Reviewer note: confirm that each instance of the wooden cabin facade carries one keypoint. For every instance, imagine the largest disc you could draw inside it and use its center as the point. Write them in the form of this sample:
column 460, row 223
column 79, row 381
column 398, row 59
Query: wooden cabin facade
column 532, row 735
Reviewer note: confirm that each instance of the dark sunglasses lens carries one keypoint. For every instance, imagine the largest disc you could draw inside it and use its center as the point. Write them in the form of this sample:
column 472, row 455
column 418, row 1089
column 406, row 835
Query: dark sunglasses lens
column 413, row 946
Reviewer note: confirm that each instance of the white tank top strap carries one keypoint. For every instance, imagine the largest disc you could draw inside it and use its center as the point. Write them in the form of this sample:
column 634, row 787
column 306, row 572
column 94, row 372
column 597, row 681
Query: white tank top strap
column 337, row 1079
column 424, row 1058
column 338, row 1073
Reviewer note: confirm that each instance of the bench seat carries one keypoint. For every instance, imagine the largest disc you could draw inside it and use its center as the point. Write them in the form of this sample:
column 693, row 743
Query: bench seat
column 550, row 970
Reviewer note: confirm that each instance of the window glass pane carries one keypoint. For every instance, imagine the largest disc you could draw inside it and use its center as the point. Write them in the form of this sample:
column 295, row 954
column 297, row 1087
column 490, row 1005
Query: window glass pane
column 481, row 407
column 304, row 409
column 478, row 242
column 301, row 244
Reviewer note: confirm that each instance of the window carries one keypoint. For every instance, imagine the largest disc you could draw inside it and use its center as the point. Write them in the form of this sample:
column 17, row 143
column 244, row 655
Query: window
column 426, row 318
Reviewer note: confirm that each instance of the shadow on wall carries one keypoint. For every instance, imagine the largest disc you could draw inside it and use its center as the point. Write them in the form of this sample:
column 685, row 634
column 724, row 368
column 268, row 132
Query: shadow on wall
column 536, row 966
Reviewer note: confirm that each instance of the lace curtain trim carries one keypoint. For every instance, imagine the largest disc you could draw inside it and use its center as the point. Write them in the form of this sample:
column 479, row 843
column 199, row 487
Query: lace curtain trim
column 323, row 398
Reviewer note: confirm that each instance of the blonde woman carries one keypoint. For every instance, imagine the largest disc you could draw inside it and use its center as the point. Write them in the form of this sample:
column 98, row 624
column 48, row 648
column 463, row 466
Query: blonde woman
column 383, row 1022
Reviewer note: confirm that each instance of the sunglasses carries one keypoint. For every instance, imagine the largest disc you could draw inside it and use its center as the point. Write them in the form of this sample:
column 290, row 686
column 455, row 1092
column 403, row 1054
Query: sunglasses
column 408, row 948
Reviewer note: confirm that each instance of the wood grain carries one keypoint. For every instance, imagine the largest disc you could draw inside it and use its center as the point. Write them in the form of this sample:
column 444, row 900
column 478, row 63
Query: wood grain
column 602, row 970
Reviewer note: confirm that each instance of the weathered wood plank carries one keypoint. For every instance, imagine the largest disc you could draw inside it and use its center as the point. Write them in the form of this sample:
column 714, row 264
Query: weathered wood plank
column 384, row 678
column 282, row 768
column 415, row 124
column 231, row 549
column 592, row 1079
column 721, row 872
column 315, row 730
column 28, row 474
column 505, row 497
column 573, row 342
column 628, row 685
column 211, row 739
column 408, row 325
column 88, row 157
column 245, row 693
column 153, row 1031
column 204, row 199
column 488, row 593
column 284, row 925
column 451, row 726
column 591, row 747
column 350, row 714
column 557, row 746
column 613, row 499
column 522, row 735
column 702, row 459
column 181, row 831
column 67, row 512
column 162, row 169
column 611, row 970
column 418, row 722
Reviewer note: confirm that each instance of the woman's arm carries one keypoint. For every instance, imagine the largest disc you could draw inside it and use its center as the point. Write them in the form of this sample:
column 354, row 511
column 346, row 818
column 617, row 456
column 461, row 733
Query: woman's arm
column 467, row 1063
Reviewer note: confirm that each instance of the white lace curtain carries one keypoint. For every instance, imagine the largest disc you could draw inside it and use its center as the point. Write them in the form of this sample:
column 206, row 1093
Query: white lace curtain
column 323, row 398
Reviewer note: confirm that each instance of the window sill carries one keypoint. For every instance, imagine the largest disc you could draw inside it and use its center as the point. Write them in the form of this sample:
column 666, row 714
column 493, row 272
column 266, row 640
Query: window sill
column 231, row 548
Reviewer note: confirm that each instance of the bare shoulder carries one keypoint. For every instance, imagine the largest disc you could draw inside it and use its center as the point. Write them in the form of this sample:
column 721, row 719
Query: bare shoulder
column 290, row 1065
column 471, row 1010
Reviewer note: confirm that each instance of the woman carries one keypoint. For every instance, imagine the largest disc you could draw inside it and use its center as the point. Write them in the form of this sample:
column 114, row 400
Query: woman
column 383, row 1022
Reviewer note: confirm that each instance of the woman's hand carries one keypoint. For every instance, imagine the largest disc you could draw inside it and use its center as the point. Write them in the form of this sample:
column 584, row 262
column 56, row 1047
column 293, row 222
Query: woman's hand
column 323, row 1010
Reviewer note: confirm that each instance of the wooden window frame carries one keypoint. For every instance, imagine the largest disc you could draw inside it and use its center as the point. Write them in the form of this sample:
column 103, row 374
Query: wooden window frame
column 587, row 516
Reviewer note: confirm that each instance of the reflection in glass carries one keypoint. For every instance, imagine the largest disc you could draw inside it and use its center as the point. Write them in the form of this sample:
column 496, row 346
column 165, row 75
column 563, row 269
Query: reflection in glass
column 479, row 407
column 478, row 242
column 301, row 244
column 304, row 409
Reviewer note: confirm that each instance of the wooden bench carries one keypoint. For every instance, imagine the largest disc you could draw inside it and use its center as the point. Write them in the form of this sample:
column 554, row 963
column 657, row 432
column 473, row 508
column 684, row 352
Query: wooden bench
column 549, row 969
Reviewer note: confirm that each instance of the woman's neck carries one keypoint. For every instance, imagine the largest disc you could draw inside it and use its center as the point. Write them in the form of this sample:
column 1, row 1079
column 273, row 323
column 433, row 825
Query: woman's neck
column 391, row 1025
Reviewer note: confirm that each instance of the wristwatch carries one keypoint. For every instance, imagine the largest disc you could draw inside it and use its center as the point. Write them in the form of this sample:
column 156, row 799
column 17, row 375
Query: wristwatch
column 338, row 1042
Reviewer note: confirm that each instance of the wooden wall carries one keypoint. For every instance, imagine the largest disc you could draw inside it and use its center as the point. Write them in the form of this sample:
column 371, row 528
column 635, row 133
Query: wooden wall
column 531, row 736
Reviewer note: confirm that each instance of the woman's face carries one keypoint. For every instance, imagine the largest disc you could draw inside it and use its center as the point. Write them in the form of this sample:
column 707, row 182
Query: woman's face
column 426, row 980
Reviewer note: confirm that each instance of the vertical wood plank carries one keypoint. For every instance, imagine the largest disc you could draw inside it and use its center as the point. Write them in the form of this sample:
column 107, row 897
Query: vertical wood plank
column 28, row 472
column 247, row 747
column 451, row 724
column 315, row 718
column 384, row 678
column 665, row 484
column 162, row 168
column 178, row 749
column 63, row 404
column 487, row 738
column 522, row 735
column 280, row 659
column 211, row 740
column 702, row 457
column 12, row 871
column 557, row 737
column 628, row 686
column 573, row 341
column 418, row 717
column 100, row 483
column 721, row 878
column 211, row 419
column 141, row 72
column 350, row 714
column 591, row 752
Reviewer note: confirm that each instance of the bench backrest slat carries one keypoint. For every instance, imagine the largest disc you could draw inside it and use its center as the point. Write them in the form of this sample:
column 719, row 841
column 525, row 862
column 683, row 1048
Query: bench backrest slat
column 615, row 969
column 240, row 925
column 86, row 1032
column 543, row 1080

_ _ _ _ _ _ _

Quote all of the items above verbatim, reproducing every line without any change.

Reviewer note: confirm that each instance of the wooden cabin facade carries one keypoint. For every instance, imagine the largest disc you could draw inside it and use its center as the point. Write them in the form of this sample:
column 460, row 223
column 79, row 381
column 398, row 59
Query: wooden cabin facade
column 532, row 735
Reviewer note: confirm that each instance of the dark sunglasses lens carries one keypoint. For every instance, imagine the largest disc you could draw inside it and use its center as the point. Write them in the form of this sample:
column 472, row 455
column 418, row 1089
column 406, row 835
Query: dark sunglasses lens
column 413, row 946
Reviewer note: confirm that each instance of the white tank top strap carries one keypoint. For every instance, imagine the largest disc you could draw inside it and use its center as the point. Write them in the form of this sample:
column 634, row 787
column 306, row 572
column 94, row 372
column 597, row 681
Query: white tank top strap
column 337, row 1079
column 424, row 1058
column 338, row 1073
Reviewer note: confirm that each instance of the bench seat carries one keypoint. For every instance, imagine the largest disc you could draw inside it and use its center as the point. Write them in the form of this sample:
column 693, row 743
Query: bench seat
column 550, row 970
Reviewer note: confirm that each instance of the window glass pane carries one keypoint. For every instance, imagine the largest disc you could draw inside it and use its center as the point. Write them in the form of this sample:
column 295, row 954
column 297, row 1087
column 490, row 1005
Query: window glass pane
column 481, row 407
column 304, row 409
column 478, row 242
column 301, row 244
Reviewer note: confirm that each instance of the window carries one keypoint. For every instance, imagine the largest disc you could draw inside it and use its center as the point. Write them in the form of this sample:
column 17, row 143
column 244, row 655
Query: window
column 426, row 318
Reviewer note: confirm that each instance of the shadow on wall carries one keypoint. For every instance, imagine the largest disc you could draw inside it and use its center as the point. Write them in the form of this sample:
column 685, row 634
column 724, row 368
column 268, row 132
Query: shadow on wall
column 536, row 966
Reviewer note: confirm that each instance of the lace curtain trim carries one keypoint. For every instance, imagine the largest disc you could draw inside it and use its center as the point. Write them in the form of this sample:
column 479, row 843
column 199, row 487
Query: lace curtain trim
column 323, row 398
Reviewer note: confirm that each instance of the blonde woman carries one keypoint. For every instance, imagine the largest disc you could draw inside it and use its center as the point. Write them in the form of this sample:
column 98, row 624
column 48, row 648
column 463, row 466
Query: blonde woman
column 383, row 1022
Reviewer note: confirm that each instance of the sunglasses carries one keypoint. For every instance, imagine the largest disc you could draw inside it and use its center as the point. Write them in the form of this sample:
column 290, row 686
column 455, row 1092
column 403, row 1054
Query: sunglasses
column 408, row 948
Reviewer note: confirm that each instance of the wood grain carries one keypoint. For every instance, imagine the largest disc you could draw inside it and use its center as the point. Write them in the form of this sample:
column 444, row 900
column 478, row 63
Query: wood grain
column 602, row 970
Reviewer note: confirm that each instance of the weathered wood plank carries one keypoint. For every instance, imagine the largest disc you could draw inside it and use its center as the point. Write them in the form of this sample:
column 714, row 264
Query: weathered wood plank
column 384, row 678
column 282, row 768
column 415, row 124
column 231, row 549
column 592, row 1079
column 721, row 872
column 315, row 730
column 28, row 474
column 505, row 497
column 573, row 342
column 628, row 685
column 211, row 739
column 408, row 325
column 88, row 157
column 245, row 693
column 153, row 1031
column 204, row 199
column 488, row 593
column 284, row 925
column 451, row 726
column 591, row 747
column 350, row 714
column 557, row 746
column 613, row 499
column 522, row 735
column 702, row 459
column 181, row 831
column 67, row 512
column 162, row 169
column 611, row 970
column 418, row 722
Reviewer note: confirm that each instance of the woman's arm carries one keypoint. For every instance, imagine the largest disc you could draw inside it and use its center as the point. Write them in the form of this sample:
column 354, row 511
column 346, row 818
column 617, row 456
column 461, row 733
Query: woman's arm
column 467, row 1063
Reviewer note: confirm that each instance of the white lace curtain carries one keypoint. For every instance, imagine the largest disc you could draw inside it and use its center as the point. Write them in the form of this sample:
column 206, row 1093
Query: white lace curtain
column 323, row 398
Reviewer note: confirm that each instance of the window sill carries one keypoint. For every instance, imagine the largest disc you could draw inside it and use its center as the point. Write them in the form of this sample:
column 666, row 714
column 493, row 272
column 266, row 640
Query: window sill
column 231, row 548
Reviewer note: confirm that each instance of the bare shoulder carries one keypoint. For every instance, imagine the largest disc you could draw inside it and use its center as the point. Write them in the form of this sample:
column 721, row 719
Query: bare shoulder
column 290, row 1065
column 471, row 1010
Reviewer note: confirm that each instance of the woman carries one keypoint. For every instance, imagine the largest disc you could draw inside it and use its center as the point. Write them in the form of this sample:
column 114, row 400
Query: woman
column 383, row 1022
Reviewer note: confirm that each instance of the woman's hand carries one keypoint. For every instance, imagine the largest disc you could draw inside it and use its center as the point. Write them in the form of this sample:
column 584, row 262
column 56, row 1047
column 293, row 222
Query: woman's hand
column 323, row 1010
Reviewer note: confirm that each instance of the wooden window frame carries one keypoint. For every instance, imagine the largest disc you could draw inside it and use its center as the point. Write them in the form of this sample:
column 103, row 374
Query: wooden window frame
column 587, row 516
Reviewer note: confirm that each instance of the reflection in glass carries one keypoint. For every instance, imagine the largest disc you could draw inside it and use its center as the point. Write them in the form of this sample:
column 496, row 346
column 165, row 75
column 563, row 269
Query: reflection in glass
column 479, row 407
column 478, row 242
column 301, row 244
column 304, row 409
Reviewer note: confirm that each instance of the wooden bench carries one keypoint. For every instance, imagine the largest disc you could draw inside it and use its center as the point. Write them in the form of this sample:
column 554, row 963
column 657, row 432
column 473, row 508
column 684, row 352
Query: wooden bench
column 549, row 969
Reviewer note: confirm that each instance of the woman's neck carries one keypoint. For every instance, imagine the largest disc you could draw inside it and use its center as the point. Write them in the form of this sample:
column 1, row 1079
column 273, row 323
column 433, row 825
Query: woman's neck
column 391, row 1025
Reviewer note: confirm that each instance of the wristwatch carries one keypoint. For every instance, imagine the largest disc you could draw inside it and use its center as the point. Write them in the form of this sample:
column 156, row 799
column 17, row 375
Query: wristwatch
column 338, row 1042
Reviewer note: confirm that each instance of the wooden wall carries one keypoint. For every instance, imagine the largest disc you could draw inside it and use its center as the point. Write them in the form of this sample:
column 371, row 528
column 635, row 133
Query: wooden wall
column 531, row 736
Reviewer note: confirm that each instance of the woman's face carries one keypoint. For every instance, imagine the largest disc you could draw inside it and use its center as the point. Write them in the form of this sample:
column 707, row 182
Query: woman's face
column 426, row 980
Reviewer note: confirm that each instance of the vertical wood plank carries one keypoint. For every instance, imagine the largest disc you could draw inside it and use its center as the point. Write them in the form of this sample:
column 107, row 897
Query: vertical wood plank
column 28, row 472
column 247, row 747
column 451, row 724
column 315, row 718
column 384, row 678
column 665, row 484
column 162, row 168
column 178, row 749
column 63, row 404
column 487, row 738
column 522, row 735
column 280, row 659
column 211, row 740
column 702, row 457
column 12, row 871
column 557, row 737
column 628, row 686
column 573, row 341
column 418, row 717
column 100, row 483
column 721, row 878
column 211, row 419
column 141, row 72
column 350, row 714
column 591, row 752
Reviewer note: confirm that each instance of the bench backrest slat carries one keypoint. For every instance, imagine the largest disc you could draw inside it and use its center as the point. Write them in the form of this sample:
column 719, row 841
column 525, row 862
column 683, row 1048
Query: bench backrest slat
column 615, row 969
column 240, row 925
column 86, row 1032
column 543, row 1080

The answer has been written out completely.